==== RECORDS FOR THIS TASK

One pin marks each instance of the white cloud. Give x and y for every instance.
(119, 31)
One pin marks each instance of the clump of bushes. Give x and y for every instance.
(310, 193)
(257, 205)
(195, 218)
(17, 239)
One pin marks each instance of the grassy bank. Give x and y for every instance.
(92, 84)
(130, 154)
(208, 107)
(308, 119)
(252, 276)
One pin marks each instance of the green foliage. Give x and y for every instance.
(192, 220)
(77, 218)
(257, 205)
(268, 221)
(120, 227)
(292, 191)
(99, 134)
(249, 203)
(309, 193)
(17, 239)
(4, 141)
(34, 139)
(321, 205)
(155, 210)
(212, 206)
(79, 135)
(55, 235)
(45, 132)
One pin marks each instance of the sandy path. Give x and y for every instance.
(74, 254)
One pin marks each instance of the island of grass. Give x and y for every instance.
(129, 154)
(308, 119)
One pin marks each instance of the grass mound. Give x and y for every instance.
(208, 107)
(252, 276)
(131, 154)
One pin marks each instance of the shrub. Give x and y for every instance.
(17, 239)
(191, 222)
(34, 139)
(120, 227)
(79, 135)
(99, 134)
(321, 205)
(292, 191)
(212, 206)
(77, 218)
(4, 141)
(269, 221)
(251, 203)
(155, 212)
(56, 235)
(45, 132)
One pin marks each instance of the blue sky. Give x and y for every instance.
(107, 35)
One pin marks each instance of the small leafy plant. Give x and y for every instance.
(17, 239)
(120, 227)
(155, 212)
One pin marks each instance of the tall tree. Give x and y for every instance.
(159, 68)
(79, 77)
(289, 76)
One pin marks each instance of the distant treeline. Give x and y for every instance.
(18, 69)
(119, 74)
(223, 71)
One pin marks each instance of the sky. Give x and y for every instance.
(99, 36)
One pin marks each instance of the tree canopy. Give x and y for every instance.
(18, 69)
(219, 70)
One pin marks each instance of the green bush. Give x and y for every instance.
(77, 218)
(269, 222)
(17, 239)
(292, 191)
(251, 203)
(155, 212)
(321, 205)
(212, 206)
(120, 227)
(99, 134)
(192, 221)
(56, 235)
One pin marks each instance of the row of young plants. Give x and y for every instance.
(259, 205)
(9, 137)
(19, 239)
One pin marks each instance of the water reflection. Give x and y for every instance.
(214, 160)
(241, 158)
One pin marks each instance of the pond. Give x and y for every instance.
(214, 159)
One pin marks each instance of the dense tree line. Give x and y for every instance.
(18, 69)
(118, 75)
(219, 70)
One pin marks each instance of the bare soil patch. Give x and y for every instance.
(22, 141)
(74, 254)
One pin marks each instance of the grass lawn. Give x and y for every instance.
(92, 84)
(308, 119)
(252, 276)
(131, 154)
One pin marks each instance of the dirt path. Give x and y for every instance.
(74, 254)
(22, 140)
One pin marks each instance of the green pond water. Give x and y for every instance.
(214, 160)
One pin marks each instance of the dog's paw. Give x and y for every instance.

========

# WHAT THE TASK ASKS:
Begin with the line that contains "One pin marks each instance of the row" and print each line exactly until the data ends, including the last line.

# RESPONSE TO THE EXERCISE:
One pin marks each instance of the row of young plants. Give x and y for every instance.
(259, 205)
(9, 137)
(19, 239)
One pin marks each instance of the water reflection. Give x and y for every instance.
(214, 160)
(241, 158)
One pin marks each instance of the pond. Give x and y for every instance.
(214, 159)
One pin marks each instance of the dense tree line. Give x and y for every instance.
(18, 69)
(118, 75)
(219, 70)
One pin marks each instance of the bare soil patch. Give x and y for every instance.
(22, 141)
(74, 254)
One pin marks each instance of the grass lawn. Give x and y for every instance.
(92, 84)
(308, 119)
(252, 276)
(131, 154)
One pin marks each instance of the dirt path. Give x and y for every instance.
(74, 254)
(22, 140)
One pin marks each instance of the green pond water. Give x and y for every instance.
(214, 160)
One pin marks each instance of the dog's paw. Give x and y for every instance.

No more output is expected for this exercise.